# make localmodconfig failing to function properly?

## graysky

The announcement of several new make scripts in the 2.6.32 release notes is very exciting.

 *Quote:*   

> 1.8. Easy local kernel configuration
> 
> Most people uses the kernel shipped by distros - and that's good. But some people like to compile their own kernels from kernel.org, or maybe they like following the Linux development and want to try it. Configuring your own kernel, however, has become a very difficult and tedious task - there're too many options, and some times userspace software will stop working if you don't enable some key option. You can use a standard distro .config file, but it takes too many time to compile all the options it enables.
> 
> To make easier the process of configuration, a new build target has been added: make localmodconfig. It runs "lsmod" to find all the modules loaded on the current running system. It will read all the Makefiles to map which CONFIG enables a module. It will read the Kconfig files to find the dependencies and selects that may be needed to support a CONFIG. Finally, it reads the .config file and removes any module "=m" that is not needed to enable the currently loaded modules. With this tool, you can strip a distro .config of all the unuseful drivers that are not needed in our machine, and it will take much less time to build the kernel. There's an additional "make localyesconfig" target, in case you don't want to use modules and/or initrds.

DATASET ENTRIES:
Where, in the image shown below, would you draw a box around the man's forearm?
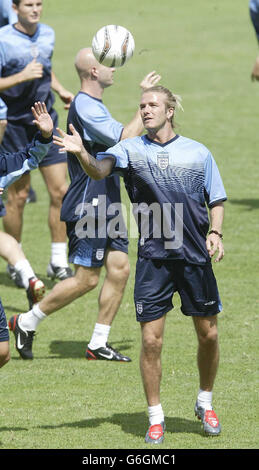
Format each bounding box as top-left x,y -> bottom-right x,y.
210,202 -> 224,233
75,147 -> 114,180
0,72 -> 23,92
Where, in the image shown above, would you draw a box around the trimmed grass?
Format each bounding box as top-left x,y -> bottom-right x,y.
0,0 -> 259,449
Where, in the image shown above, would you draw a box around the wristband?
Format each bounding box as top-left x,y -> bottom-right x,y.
208,230 -> 223,239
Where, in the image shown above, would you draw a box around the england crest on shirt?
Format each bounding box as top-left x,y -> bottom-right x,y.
96,248 -> 104,261
136,302 -> 143,315
157,152 -> 169,170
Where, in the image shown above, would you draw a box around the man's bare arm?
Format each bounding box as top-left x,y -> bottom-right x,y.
53,124 -> 114,180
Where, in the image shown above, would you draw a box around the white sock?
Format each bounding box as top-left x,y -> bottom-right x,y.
19,304 -> 47,331
50,243 -> 68,268
14,259 -> 36,289
148,403 -> 165,426
88,323 -> 111,349
197,389 -> 212,410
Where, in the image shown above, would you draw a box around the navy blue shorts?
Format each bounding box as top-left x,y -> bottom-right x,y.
1,109 -> 67,167
0,299 -> 9,343
0,196 -> 6,217
250,9 -> 259,42
66,222 -> 129,268
134,257 -> 222,322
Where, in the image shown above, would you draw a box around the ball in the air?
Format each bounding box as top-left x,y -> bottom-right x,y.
92,24 -> 135,67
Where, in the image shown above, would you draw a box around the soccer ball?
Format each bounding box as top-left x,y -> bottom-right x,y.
92,24 -> 135,67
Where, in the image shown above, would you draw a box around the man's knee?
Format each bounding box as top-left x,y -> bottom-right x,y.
107,252 -> 130,287
49,182 -> 68,207
8,186 -> 29,210
0,342 -> 10,368
197,324 -> 218,346
142,331 -> 163,356
74,268 -> 99,296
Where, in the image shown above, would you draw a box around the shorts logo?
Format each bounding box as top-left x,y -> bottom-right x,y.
95,248 -> 104,261
157,152 -> 169,170
136,302 -> 143,315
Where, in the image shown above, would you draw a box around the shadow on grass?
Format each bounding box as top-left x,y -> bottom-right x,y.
49,340 -> 133,362
229,199 -> 259,211
35,413 -> 204,439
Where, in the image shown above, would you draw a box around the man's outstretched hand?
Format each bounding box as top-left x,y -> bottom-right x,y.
31,101 -> 53,139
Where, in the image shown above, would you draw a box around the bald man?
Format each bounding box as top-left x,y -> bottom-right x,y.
9,48 -> 161,362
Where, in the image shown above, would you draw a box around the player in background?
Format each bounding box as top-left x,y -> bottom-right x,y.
9,48 -> 160,362
50,86 -> 226,444
249,0 -> 259,81
0,0 -> 17,144
0,0 -> 37,204
0,102 -> 53,367
0,0 -> 73,286
0,0 -> 45,298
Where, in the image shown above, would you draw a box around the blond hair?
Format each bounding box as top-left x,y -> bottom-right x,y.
142,85 -> 184,128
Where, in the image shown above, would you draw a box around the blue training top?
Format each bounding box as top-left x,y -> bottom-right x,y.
97,135 -> 226,264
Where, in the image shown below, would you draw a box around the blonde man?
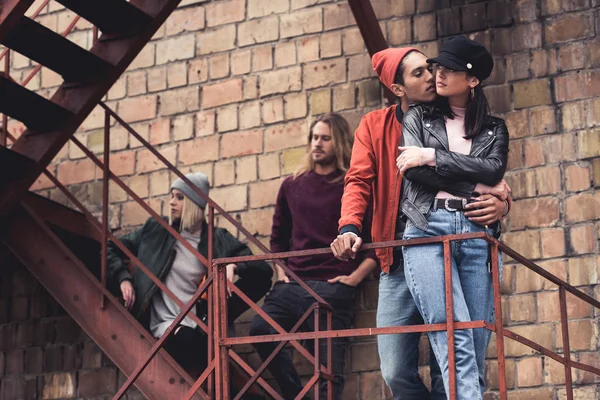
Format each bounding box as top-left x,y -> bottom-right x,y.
108,172 -> 273,373
250,113 -> 377,399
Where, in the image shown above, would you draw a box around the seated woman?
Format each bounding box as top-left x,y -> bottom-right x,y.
397,36 -> 508,400
107,172 -> 273,375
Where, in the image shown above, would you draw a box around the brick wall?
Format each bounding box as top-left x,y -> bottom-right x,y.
0,0 -> 600,400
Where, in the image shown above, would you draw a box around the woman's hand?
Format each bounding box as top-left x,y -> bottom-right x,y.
121,280 -> 135,310
396,146 -> 435,174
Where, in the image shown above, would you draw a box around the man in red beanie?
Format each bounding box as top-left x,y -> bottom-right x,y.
331,47 -> 510,400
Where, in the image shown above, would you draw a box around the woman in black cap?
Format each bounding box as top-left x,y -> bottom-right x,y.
397,36 -> 508,400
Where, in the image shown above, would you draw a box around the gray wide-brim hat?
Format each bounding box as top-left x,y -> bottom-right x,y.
170,172 -> 210,209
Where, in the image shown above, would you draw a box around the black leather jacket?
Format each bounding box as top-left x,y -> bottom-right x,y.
401,104 -> 508,230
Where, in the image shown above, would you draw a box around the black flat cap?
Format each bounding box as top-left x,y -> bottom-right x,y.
427,36 -> 494,81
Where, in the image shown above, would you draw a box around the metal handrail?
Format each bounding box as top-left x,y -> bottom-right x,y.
214,232 -> 600,400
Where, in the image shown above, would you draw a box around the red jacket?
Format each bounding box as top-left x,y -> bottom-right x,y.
339,105 -> 402,273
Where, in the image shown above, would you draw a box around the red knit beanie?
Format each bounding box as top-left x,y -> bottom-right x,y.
372,47 -> 419,88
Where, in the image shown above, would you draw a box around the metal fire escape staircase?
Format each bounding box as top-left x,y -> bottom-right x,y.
0,0 -> 205,399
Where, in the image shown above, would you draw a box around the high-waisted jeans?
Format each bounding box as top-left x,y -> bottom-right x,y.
403,210 -> 501,400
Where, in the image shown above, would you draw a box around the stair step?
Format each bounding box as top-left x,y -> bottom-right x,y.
0,146 -> 35,187
2,16 -> 112,83
56,0 -> 152,36
0,76 -> 73,132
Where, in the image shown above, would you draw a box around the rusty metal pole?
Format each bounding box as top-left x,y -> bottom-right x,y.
206,204 -> 216,398
558,285 -> 573,400
314,307 -> 321,400
0,48 -> 10,147
326,309 -> 332,400
100,111 -> 110,309
490,243 -> 507,400
444,239 -> 456,400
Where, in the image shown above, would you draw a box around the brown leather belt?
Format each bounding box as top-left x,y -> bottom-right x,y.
433,198 -> 475,211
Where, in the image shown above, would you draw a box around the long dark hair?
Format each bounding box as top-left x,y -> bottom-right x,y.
434,80 -> 490,139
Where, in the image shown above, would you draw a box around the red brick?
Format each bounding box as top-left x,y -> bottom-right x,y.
221,130 -> 263,158
297,36 -> 319,63
118,95 -> 158,122
541,228 -> 566,258
179,135 -> 219,165
279,8 -> 323,38
517,357 -> 543,387
166,7 -> 205,36
188,58 -> 208,85
259,67 -> 302,97
544,13 -> 594,44
196,25 -> 236,55
319,31 -> 342,58
235,156 -> 258,184
555,320 -> 598,351
513,79 -> 552,108
569,224 -> 598,254
136,146 -> 177,173
156,34 -> 196,65
202,79 -> 242,108
196,111 -> 215,136
206,0 -> 246,27
564,193 -> 600,222
565,164 -> 592,192
508,295 -> 536,322
238,16 -> 279,47
252,46 -> 273,72
569,256 -> 598,286
510,197 -> 560,229
554,71 -> 600,102
248,0 -> 290,19
241,207 -> 273,236
262,97 -> 283,124
210,185 -> 248,211
302,58 -> 346,89
212,159 -> 235,187
275,42 -> 296,68
323,3 -> 356,31
504,230 -> 541,259
217,104 -> 238,132
265,121 -> 308,152
511,22 -> 542,52
250,179 -> 281,208
577,129 -> 600,159
110,150 -> 135,176
558,43 -> 585,71
208,53 -> 229,79
57,159 -> 96,185
535,167 -> 562,196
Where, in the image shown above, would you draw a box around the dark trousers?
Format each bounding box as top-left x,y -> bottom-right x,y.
250,281 -> 357,400
164,272 -> 271,375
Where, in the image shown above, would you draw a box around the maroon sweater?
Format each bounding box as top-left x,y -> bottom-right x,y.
271,171 -> 376,281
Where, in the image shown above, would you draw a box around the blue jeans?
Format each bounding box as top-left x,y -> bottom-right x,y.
402,210 -> 494,400
377,262 -> 446,400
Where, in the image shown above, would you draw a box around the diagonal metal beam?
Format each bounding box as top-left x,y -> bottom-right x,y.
348,0 -> 398,104
0,0 -> 34,40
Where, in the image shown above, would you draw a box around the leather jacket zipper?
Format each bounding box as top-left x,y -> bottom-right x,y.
471,136 -> 496,157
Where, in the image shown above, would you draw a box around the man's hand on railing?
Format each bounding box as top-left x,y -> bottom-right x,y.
465,194 -> 507,225
329,232 -> 362,261
121,280 -> 135,310
275,264 -> 290,283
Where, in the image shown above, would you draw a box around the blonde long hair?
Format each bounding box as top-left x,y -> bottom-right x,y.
169,194 -> 204,232
294,113 -> 354,182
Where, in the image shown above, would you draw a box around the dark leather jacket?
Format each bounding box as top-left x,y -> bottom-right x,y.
401,104 -> 508,230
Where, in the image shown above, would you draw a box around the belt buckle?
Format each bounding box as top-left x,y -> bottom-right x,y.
444,197 -> 457,211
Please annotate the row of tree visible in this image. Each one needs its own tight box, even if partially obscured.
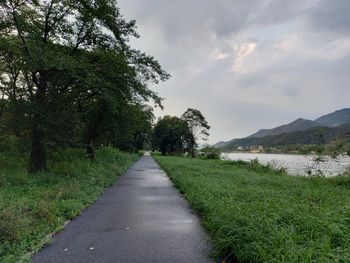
[0,0,170,172]
[152,108,210,157]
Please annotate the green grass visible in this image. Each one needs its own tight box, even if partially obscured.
[0,148,138,262]
[155,156,350,263]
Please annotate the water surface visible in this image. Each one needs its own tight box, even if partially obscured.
[222,153,350,176]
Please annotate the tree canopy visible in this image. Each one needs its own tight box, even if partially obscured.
[0,0,169,171]
[153,108,210,157]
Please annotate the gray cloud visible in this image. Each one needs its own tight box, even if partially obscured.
[119,0,350,142]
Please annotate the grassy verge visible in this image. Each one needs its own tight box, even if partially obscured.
[155,156,350,262]
[0,148,138,262]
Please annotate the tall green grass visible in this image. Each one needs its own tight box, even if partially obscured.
[155,156,350,263]
[0,148,138,262]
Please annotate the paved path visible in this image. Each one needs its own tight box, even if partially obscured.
[33,156,212,263]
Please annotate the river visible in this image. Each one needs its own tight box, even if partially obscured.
[221,153,350,177]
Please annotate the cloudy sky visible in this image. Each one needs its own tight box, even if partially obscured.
[119,0,350,143]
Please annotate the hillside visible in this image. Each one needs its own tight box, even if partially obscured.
[248,118,319,138]
[224,124,350,150]
[315,108,350,127]
[214,108,350,148]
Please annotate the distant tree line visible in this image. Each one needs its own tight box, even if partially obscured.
[0,0,173,172]
[152,108,210,157]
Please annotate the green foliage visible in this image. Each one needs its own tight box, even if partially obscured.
[181,108,210,157]
[0,148,138,262]
[0,0,169,172]
[199,145,221,159]
[155,156,350,262]
[153,116,189,155]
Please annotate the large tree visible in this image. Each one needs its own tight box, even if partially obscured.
[0,0,169,171]
[181,108,210,157]
[153,116,189,155]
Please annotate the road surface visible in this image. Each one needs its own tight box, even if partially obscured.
[32,156,213,263]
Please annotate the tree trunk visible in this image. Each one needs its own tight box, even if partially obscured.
[30,72,47,173]
[30,121,46,172]
[86,139,96,160]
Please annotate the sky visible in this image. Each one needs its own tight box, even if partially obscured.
[118,0,350,143]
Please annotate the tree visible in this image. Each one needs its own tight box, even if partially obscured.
[0,0,169,172]
[181,108,210,157]
[153,116,189,155]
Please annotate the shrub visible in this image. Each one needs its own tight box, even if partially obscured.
[199,145,221,159]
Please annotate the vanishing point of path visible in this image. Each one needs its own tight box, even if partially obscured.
[33,156,212,263]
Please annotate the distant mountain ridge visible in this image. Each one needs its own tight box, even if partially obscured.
[315,108,350,127]
[248,118,320,138]
[223,124,350,150]
[214,108,350,148]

BRIEF:
Using the forum thread about make localmodconfig, decide whether each statement agrees with it: (a) make localmodconfig runs lsmod to find the modules loaded on the running system; (b) make localyesconfig is for people who want to use modules; (c) the new make scripts were announced in the 2.6.32 release notes. Answer yes or no for each and quote the words of the thread that decide it.

WRITTEN RESPONSE:
(a) Yes: "It runs "lsmod" to find all the modules loaded on the current running system."
(b) No: "There's an additional "make localyesconfig" target, in case you don't want to use modules and/or initrds."
(c) Yes: "The announcement of several new make scripts in the 2.6.32 release notes is very exciting."